* [CONSIGNE 1]:
D'après l'extrait sur le chant de Dayeinou, quels sont les trois mots qui forment le refrain ?
* [CONSIGNE 2]:
Recopiez tout le passage de l'extrait sur Dayeinou, depuis « Si l’on regarde » jusqu'à « déceler un message. ».

* [EXTRAIT DU TEXTE]:
◆ ◆ ◆

Si l’on regarde attentivement comment est composé le chant de Dayeinou, on pourra relever des éléments intéressants qui nous permettront d’en déceler un message.
La structure de Dayeinou
Avant toute chose, précisons que les niveaux de nuance, de précision, de profondeur, de signification que l’on peut attendre d’un tel passage n’équivalent pas ceux des textes de la Torah. Après tout, il s’agit d’un poème médiéval et il se peut que le poète ne cherchait qu’à faire de la poésie. Mais il se peut aussi que ce poète cherchait à transmettre un message plein de sens et c’est ce que je pense : essayons de le découvrir.
Le refrain, qui revient constamment, est composé de trois mots : Dayeinou, Ilou et Vélo. En fait, chaque phrase de la chanson est composée de la manière suivante : « Ilou X Vélo Y, Dayeinou », ce qui se traduit pas « Si seulement X mais pas Y, cela nous aurait suffi ».

◆ ◆ ◆

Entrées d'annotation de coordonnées
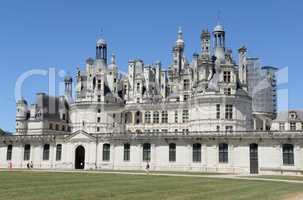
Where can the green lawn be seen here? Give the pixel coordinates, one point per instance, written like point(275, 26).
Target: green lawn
point(91, 186)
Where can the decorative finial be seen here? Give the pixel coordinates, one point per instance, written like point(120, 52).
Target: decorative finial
point(180, 34)
point(113, 58)
point(218, 17)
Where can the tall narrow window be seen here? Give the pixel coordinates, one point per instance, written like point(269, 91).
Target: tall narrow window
point(27, 152)
point(106, 152)
point(186, 84)
point(185, 116)
point(146, 152)
point(176, 116)
point(164, 117)
point(218, 111)
point(288, 154)
point(58, 152)
point(172, 152)
point(226, 76)
point(9, 152)
point(126, 155)
point(223, 153)
point(147, 117)
point(46, 152)
point(156, 117)
point(196, 152)
point(229, 112)
point(292, 126)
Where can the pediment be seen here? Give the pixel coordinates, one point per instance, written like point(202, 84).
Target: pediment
point(80, 136)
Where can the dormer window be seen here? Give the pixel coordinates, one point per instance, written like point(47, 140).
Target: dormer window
point(292, 115)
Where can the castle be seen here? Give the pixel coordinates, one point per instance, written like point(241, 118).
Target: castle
point(213, 114)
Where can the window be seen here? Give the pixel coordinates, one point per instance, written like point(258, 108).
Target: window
point(186, 97)
point(106, 152)
point(186, 84)
point(229, 129)
point(196, 152)
point(176, 116)
point(27, 151)
point(164, 117)
point(185, 116)
point(146, 152)
point(138, 87)
point(126, 155)
point(281, 126)
point(147, 117)
point(218, 111)
point(46, 152)
point(288, 154)
point(292, 126)
point(223, 153)
point(9, 152)
point(226, 76)
point(172, 152)
point(227, 91)
point(58, 152)
point(228, 111)
point(156, 117)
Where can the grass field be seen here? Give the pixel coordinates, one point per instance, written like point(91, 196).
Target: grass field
point(70, 186)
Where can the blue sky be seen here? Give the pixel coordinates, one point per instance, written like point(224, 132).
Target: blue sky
point(62, 34)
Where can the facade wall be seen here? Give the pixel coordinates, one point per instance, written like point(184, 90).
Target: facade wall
point(270, 156)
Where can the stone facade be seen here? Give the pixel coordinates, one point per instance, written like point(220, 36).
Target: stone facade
point(201, 115)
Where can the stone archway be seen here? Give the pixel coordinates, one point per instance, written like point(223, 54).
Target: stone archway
point(79, 157)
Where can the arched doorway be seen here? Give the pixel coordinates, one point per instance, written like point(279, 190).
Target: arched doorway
point(79, 157)
point(253, 154)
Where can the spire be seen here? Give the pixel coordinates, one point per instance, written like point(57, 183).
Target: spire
point(180, 41)
point(113, 59)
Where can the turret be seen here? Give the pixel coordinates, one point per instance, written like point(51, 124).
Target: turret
point(68, 88)
point(219, 42)
point(205, 42)
point(242, 67)
point(22, 115)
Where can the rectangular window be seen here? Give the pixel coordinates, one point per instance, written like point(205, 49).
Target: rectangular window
point(292, 126)
point(156, 117)
point(9, 152)
point(229, 112)
point(186, 97)
point(227, 91)
point(288, 154)
point(229, 129)
point(218, 111)
point(176, 116)
point(106, 152)
point(58, 152)
point(46, 152)
point(186, 84)
point(126, 156)
point(164, 117)
point(172, 152)
point(146, 152)
point(223, 153)
point(226, 76)
point(185, 116)
point(27, 152)
point(196, 152)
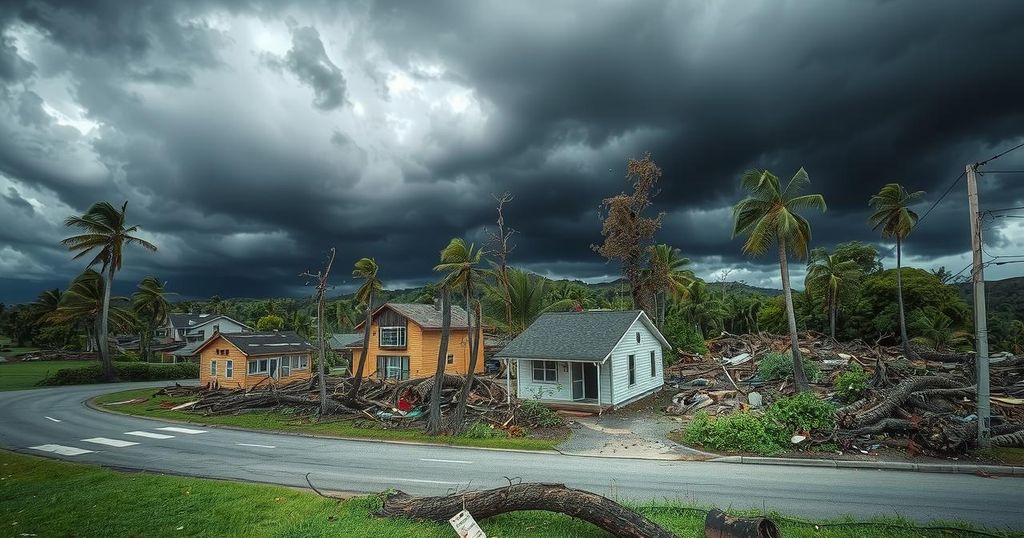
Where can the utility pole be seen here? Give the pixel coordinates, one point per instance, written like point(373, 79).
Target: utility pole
point(980, 314)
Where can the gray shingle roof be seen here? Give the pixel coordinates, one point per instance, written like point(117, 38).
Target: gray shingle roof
point(570, 335)
point(268, 342)
point(346, 339)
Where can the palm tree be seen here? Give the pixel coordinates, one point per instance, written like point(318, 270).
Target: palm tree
point(105, 233)
point(769, 215)
point(460, 260)
point(669, 277)
point(365, 269)
point(151, 307)
point(833, 277)
point(526, 300)
point(895, 218)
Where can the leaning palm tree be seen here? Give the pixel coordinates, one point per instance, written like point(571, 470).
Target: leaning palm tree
point(151, 307)
point(895, 218)
point(669, 277)
point(461, 261)
point(365, 269)
point(832, 277)
point(769, 215)
point(104, 233)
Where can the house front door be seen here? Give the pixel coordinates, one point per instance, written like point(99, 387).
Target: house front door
point(579, 384)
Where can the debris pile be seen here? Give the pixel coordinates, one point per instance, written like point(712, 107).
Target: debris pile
point(923, 404)
point(387, 403)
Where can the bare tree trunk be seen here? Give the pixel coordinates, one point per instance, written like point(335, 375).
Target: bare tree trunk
point(899, 298)
point(601, 511)
point(799, 377)
point(104, 346)
point(434, 423)
point(366, 347)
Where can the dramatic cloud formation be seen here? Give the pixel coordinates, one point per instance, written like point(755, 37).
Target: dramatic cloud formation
point(249, 137)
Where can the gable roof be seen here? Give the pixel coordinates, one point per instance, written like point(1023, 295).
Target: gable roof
point(346, 339)
point(425, 316)
point(576, 335)
point(189, 321)
point(264, 342)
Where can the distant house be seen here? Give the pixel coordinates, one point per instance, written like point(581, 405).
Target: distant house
point(404, 339)
point(198, 327)
point(602, 359)
point(247, 360)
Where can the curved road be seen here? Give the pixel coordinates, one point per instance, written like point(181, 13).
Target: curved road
point(55, 422)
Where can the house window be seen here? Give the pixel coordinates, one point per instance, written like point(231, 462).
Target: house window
point(260, 366)
point(392, 337)
point(545, 371)
point(392, 367)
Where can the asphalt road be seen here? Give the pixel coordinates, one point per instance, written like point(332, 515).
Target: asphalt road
point(56, 419)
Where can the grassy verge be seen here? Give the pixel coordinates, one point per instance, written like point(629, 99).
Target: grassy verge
point(40, 497)
point(14, 376)
point(292, 423)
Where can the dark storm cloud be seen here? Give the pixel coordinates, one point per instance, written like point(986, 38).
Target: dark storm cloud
point(420, 112)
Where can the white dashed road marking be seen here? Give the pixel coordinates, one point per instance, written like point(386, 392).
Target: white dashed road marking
point(182, 429)
point(60, 449)
point(150, 435)
point(111, 442)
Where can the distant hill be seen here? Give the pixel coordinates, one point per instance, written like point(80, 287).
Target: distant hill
point(1000, 295)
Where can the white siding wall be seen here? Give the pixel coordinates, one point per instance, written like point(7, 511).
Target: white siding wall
point(622, 390)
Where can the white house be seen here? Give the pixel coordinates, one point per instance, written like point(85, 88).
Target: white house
point(604, 359)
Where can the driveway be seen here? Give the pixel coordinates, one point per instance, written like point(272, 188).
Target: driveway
point(53, 422)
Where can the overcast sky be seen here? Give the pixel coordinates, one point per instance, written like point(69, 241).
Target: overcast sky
point(248, 137)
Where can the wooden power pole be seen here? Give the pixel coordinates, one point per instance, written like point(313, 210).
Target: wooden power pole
point(980, 314)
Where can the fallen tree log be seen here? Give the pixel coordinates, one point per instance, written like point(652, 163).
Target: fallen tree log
point(590, 507)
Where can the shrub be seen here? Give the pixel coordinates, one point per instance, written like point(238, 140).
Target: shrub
point(742, 431)
point(779, 366)
point(482, 430)
point(803, 412)
point(851, 384)
point(126, 372)
point(536, 414)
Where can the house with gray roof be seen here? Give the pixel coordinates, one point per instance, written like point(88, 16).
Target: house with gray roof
point(597, 359)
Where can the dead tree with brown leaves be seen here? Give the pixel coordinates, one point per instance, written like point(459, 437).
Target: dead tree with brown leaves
point(628, 234)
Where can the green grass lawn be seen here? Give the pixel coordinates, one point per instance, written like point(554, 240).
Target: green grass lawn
point(40, 497)
point(25, 375)
point(282, 422)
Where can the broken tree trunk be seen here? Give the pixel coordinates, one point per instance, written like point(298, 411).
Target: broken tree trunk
point(590, 507)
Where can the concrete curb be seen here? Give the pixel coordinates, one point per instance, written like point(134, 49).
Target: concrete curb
point(961, 468)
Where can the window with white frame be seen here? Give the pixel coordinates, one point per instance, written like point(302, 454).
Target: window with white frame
point(545, 371)
point(392, 337)
point(259, 366)
point(392, 367)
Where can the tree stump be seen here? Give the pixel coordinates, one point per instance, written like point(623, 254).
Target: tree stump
point(590, 507)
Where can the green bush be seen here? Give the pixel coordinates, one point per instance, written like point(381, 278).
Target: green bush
point(803, 412)
point(779, 366)
point(482, 430)
point(126, 372)
point(741, 431)
point(536, 414)
point(851, 384)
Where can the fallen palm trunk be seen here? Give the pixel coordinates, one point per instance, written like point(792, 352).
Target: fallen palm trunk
point(590, 507)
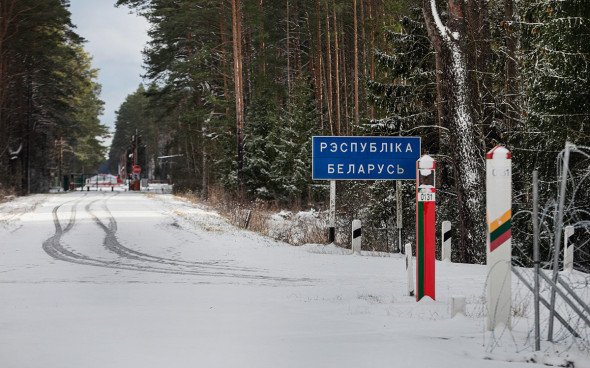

◆ ◆ ◆

* [RÉSULTAT 1]:
Dayeinou, Ilou et Vélo.

* [RÉSULTAT 2]:
Si l’on regarde attentivement comment est composé le chant de Dayeinou, on pourra relever des éléments intéressants qui nous permettront d’en déceler un message.